**** SELECTED EXTRACT ****
Which make drives is down to you - they are all pretty reliable and mostly the same speed, until you start getting into the velociraptor type area, but then you'll easily notice it in the price difference!
500GB is normally about 40-45 per drive, 1 TB is 65-70 per drive.
I think your motherboard supports RAID 0,1,5 and 0+1 out of the box. You can find more info on them on wikipedia but here is a summary.
Raid 0: "joins" the drives into one big drive. You keep full capacity of the drives (i.e. 2 1TB drives = 2 TB), read access is technically doubled, write access up to doubled as well. However, this has no reliability - if ONE drive fails you lose ALL the data. You can RAID 0 any number of drives together, 2 or more.
Raid 1: "mirrors" the drives. You get capacity of one drive (i.e. 2 1TB drives = 1 TB). Read access is doubled, write access is about the same as 1 drive. This has reliability though, you can lose all but one drive and not lose any data. You can RAID 1 any number of drives together, 2 or more (but remember that doesn't give you greater capacity, just more reliability and read access)
****
PROBLEM 1 — In the records, change "field scouting" to "aerial survey" and leave everything else as it is. Start at the first line of the records and end after the line containing "[(331, 204), (168, 189), (173, 178)]".
**** STORED DATA ****
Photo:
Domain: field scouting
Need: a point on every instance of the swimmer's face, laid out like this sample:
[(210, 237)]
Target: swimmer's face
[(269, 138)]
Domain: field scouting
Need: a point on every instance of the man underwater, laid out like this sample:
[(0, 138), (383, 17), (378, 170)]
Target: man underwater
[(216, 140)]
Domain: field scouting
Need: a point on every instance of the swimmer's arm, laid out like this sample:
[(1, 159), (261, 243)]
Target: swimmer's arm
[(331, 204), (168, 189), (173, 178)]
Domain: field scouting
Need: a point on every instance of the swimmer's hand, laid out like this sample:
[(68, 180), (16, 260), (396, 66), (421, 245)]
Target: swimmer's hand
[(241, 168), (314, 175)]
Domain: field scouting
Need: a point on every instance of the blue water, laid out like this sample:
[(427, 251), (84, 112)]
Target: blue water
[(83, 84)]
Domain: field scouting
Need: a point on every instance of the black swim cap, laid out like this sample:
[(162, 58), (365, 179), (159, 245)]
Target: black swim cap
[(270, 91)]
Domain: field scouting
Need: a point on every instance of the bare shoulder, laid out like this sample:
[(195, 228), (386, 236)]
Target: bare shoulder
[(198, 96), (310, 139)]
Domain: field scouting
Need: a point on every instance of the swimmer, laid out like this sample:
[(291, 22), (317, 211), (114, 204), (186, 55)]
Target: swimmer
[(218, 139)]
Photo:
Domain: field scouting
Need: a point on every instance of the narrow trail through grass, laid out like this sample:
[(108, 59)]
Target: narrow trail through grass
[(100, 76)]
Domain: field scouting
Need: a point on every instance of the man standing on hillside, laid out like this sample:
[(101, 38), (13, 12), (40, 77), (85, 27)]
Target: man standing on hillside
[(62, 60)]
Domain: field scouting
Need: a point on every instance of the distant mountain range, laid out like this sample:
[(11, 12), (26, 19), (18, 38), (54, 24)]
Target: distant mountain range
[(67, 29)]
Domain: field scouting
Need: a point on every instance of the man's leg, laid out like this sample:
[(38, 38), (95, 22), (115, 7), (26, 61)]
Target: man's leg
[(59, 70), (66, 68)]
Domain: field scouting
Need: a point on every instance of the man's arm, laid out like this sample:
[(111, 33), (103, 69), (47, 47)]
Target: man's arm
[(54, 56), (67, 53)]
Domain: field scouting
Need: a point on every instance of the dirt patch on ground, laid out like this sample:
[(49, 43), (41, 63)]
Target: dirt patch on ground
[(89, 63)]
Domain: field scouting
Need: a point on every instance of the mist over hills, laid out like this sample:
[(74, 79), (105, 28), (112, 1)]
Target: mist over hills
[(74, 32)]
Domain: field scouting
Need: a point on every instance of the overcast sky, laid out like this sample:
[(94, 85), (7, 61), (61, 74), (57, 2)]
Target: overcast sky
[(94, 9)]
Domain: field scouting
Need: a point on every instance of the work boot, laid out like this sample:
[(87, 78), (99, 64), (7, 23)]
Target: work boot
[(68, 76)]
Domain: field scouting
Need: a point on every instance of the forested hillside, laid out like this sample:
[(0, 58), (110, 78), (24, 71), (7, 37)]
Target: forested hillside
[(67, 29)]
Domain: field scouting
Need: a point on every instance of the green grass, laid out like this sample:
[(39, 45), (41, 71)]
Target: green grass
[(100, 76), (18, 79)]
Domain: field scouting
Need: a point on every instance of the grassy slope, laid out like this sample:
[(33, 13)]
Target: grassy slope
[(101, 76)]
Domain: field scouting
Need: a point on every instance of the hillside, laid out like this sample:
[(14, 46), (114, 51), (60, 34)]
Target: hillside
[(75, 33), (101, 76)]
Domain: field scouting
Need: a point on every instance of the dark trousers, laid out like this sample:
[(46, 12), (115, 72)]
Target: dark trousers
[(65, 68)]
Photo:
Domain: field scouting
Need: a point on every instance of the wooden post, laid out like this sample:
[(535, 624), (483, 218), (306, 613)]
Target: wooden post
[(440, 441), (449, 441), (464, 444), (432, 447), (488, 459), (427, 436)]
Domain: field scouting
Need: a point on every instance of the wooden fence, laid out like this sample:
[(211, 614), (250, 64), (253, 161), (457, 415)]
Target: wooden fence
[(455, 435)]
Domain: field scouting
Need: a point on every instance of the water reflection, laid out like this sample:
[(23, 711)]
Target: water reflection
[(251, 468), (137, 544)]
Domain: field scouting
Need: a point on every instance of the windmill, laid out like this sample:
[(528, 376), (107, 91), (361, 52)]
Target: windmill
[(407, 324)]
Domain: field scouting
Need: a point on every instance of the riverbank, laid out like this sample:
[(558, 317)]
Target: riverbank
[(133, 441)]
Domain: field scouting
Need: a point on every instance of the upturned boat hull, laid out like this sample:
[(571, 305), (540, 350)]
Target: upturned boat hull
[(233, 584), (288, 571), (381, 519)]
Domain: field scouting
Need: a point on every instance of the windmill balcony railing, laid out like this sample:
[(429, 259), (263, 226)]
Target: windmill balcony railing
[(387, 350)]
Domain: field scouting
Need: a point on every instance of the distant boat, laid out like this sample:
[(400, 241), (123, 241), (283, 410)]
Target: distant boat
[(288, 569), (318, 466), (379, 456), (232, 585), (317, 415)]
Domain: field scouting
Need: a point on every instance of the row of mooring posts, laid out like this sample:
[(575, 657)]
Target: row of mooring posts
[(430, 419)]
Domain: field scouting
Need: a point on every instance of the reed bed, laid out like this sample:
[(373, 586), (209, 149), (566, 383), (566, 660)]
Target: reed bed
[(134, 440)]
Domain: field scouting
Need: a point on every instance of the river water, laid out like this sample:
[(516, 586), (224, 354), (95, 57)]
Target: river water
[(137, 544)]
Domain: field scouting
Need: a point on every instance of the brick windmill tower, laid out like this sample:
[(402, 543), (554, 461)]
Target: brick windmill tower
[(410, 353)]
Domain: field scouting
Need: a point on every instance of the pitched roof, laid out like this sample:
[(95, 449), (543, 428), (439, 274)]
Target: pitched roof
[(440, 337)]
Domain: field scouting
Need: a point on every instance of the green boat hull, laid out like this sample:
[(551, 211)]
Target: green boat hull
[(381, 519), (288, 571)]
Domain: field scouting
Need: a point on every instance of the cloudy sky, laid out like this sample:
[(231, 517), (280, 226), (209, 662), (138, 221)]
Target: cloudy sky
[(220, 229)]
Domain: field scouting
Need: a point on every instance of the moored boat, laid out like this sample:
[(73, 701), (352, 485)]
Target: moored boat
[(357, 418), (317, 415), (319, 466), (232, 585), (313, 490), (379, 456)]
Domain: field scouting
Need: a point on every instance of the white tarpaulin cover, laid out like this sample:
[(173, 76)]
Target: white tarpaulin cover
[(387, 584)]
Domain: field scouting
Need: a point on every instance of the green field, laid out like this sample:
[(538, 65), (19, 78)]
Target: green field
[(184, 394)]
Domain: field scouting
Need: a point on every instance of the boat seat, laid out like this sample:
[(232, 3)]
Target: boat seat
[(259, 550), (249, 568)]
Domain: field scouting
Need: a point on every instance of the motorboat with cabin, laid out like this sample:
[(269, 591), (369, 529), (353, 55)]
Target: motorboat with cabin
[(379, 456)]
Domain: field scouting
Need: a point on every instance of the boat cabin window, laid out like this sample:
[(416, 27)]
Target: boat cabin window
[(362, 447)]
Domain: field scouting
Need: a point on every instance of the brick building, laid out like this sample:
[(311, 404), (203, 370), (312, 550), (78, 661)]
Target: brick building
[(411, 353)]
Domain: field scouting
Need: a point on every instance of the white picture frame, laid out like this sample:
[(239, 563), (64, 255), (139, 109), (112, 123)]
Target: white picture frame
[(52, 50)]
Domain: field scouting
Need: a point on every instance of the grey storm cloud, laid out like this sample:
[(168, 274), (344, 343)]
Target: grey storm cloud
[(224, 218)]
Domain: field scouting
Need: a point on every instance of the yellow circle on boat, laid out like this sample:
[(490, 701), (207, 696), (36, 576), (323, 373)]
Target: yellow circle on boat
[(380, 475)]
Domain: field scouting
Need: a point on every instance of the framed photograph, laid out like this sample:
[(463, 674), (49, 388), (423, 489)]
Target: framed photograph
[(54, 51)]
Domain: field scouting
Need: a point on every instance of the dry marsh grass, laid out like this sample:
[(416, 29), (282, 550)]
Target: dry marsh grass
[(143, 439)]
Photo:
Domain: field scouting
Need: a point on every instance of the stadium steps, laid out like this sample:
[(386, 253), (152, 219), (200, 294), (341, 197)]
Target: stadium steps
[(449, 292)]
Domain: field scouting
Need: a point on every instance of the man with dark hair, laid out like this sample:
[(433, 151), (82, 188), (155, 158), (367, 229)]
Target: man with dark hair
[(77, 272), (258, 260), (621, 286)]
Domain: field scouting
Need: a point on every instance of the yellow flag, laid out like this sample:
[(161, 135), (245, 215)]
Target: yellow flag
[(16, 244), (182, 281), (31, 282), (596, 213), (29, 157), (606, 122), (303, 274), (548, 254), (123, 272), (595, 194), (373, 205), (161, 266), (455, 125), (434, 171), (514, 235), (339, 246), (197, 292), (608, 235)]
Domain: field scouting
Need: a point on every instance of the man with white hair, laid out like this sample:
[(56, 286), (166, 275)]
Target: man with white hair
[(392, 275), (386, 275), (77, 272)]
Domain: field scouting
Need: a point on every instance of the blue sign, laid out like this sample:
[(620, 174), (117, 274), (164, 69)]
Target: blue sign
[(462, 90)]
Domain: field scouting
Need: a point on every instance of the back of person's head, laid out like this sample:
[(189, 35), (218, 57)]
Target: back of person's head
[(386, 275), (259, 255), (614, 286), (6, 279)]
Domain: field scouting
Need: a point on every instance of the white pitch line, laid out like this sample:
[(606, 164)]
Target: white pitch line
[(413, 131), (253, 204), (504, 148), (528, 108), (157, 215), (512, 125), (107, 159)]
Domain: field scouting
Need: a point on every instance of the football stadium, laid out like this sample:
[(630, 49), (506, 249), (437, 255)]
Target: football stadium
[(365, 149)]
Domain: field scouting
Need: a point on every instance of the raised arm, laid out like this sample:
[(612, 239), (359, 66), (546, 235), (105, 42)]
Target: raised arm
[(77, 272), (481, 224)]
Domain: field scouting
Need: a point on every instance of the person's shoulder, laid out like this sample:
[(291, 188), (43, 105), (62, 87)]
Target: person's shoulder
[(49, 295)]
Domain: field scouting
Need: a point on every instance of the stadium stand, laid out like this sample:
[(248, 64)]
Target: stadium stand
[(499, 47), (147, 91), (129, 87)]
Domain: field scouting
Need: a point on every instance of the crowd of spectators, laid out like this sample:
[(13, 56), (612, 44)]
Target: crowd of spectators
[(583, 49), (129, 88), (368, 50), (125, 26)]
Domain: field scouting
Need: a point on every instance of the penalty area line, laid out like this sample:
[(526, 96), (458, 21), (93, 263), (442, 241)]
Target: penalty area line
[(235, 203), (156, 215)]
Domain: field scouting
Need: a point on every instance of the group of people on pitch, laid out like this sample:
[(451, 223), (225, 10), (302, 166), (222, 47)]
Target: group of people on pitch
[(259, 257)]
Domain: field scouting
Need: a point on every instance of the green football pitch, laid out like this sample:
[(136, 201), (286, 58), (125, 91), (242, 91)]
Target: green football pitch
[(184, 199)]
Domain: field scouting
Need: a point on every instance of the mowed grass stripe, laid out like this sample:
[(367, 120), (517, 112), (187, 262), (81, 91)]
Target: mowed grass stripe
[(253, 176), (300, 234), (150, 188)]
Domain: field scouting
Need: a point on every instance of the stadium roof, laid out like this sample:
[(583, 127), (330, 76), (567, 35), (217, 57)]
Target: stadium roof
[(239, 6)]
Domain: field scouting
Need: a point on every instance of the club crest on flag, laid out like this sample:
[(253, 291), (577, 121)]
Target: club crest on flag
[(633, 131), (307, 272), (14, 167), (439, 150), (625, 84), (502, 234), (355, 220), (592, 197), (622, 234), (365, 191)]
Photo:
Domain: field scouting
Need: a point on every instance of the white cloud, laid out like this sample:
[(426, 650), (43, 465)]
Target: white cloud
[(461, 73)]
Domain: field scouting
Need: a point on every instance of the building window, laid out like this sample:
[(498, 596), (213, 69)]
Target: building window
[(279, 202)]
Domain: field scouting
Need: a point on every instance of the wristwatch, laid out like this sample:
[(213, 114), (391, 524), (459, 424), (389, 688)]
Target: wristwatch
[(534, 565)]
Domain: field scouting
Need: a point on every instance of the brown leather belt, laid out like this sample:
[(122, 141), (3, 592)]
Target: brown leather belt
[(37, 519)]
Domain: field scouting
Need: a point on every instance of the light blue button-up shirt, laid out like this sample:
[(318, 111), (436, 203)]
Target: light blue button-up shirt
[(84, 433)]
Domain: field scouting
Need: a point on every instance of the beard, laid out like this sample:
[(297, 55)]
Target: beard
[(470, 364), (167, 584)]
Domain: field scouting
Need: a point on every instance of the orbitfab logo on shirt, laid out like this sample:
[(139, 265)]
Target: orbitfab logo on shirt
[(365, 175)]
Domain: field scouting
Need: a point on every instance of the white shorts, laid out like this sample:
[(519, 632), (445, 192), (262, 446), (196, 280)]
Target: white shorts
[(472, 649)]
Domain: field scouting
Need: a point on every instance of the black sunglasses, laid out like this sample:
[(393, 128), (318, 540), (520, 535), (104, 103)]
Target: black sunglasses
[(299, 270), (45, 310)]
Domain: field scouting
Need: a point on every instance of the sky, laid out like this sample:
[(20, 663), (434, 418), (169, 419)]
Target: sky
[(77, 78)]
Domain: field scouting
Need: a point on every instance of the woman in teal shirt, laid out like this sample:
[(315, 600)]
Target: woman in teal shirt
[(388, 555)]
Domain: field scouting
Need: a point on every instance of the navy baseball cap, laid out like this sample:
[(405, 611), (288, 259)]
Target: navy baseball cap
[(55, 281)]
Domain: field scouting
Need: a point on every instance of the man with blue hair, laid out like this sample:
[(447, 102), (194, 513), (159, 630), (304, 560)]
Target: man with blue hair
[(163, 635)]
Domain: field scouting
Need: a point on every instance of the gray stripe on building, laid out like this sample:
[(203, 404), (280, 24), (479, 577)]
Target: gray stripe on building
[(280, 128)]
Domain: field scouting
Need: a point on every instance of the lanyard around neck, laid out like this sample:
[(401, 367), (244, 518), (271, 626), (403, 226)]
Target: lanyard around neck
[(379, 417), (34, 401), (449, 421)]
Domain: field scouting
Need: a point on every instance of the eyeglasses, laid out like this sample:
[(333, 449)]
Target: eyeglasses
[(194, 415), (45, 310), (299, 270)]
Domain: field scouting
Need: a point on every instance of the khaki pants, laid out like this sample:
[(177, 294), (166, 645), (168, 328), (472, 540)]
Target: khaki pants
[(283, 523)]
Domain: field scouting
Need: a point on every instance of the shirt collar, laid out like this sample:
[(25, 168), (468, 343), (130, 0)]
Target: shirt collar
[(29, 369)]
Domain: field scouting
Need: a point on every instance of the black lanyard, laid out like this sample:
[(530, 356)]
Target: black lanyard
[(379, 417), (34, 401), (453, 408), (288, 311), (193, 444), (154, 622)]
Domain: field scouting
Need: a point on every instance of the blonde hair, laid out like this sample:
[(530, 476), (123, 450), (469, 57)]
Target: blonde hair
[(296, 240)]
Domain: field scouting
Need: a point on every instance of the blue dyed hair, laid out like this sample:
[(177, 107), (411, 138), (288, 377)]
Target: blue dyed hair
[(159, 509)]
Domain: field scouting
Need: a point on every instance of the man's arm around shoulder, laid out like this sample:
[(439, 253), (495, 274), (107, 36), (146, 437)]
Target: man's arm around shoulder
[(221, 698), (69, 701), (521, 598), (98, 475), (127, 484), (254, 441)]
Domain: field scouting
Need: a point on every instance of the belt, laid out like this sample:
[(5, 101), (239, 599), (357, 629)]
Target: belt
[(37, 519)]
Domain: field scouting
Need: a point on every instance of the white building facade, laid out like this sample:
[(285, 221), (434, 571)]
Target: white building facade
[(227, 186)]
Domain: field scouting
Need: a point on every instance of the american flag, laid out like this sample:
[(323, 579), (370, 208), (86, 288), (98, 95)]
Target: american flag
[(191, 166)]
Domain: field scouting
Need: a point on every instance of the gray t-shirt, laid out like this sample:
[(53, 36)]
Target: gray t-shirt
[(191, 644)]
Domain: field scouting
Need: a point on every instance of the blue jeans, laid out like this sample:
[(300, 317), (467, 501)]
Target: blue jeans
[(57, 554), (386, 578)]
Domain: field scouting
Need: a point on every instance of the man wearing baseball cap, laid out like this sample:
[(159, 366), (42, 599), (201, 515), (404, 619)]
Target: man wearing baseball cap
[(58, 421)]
****
PROBLEM 2 — Set down the entire text on hard drives and RAID levels again, word for word.

FINAL RESULT 1 —
Photo:
Domain: aerial survey
Need: a point on every instance of the swimmer's face, laid out like this sample:
[(210, 237)]
Target: swimmer's face
[(269, 138)]
Domain: aerial survey
Need: a point on every instance of the man underwater, laid out like this sample:
[(0, 138), (383, 17), (378, 170)]
Target: man underwater
[(216, 140)]
Domain: aerial survey
Need: a point on every instance of the swimmer's arm, laid out like this sample:
[(1, 159), (261, 243)]
Target: swimmer's arm
[(331, 204), (168, 189), (173, 178)]

FINAL RESULT 2 —
Which make drives is down to you - they are all pretty reliable and mostly the same speed, until you start getting into the velociraptor type area, but then you'll easily notice it in the price difference!
500GB is normally about 40-45 per drive, 1 TB is 65-70 per drive.
I think your motherboard supports RAID 0,1,5 and 0+1 out of the box. You can find more info on them on wikipedia but here is a summary.
Raid 0: "joins" the drives into one big drive. You keep full capacity of the drives (i.e. 2 1TB drives = 2 TB), read access is technically doubled, write access up to doubled as well. However, this has no reliability - if ONE drive fails you lose ALL the data. You can RAID 0 any number of drives together, 2 or more.
Raid 1: "mirrors" the drives. You get capacity of one drive (i.e. 2 1TB drives = 1 TB). Read access is doubled, write access is about the same as 1 drive. This has reliability though, you can lose all but one drive and not lose any data. You can RAID 1 any number of drives together, 2 or more (but remember that doesn't give you greater capacity, just more reliability and read access)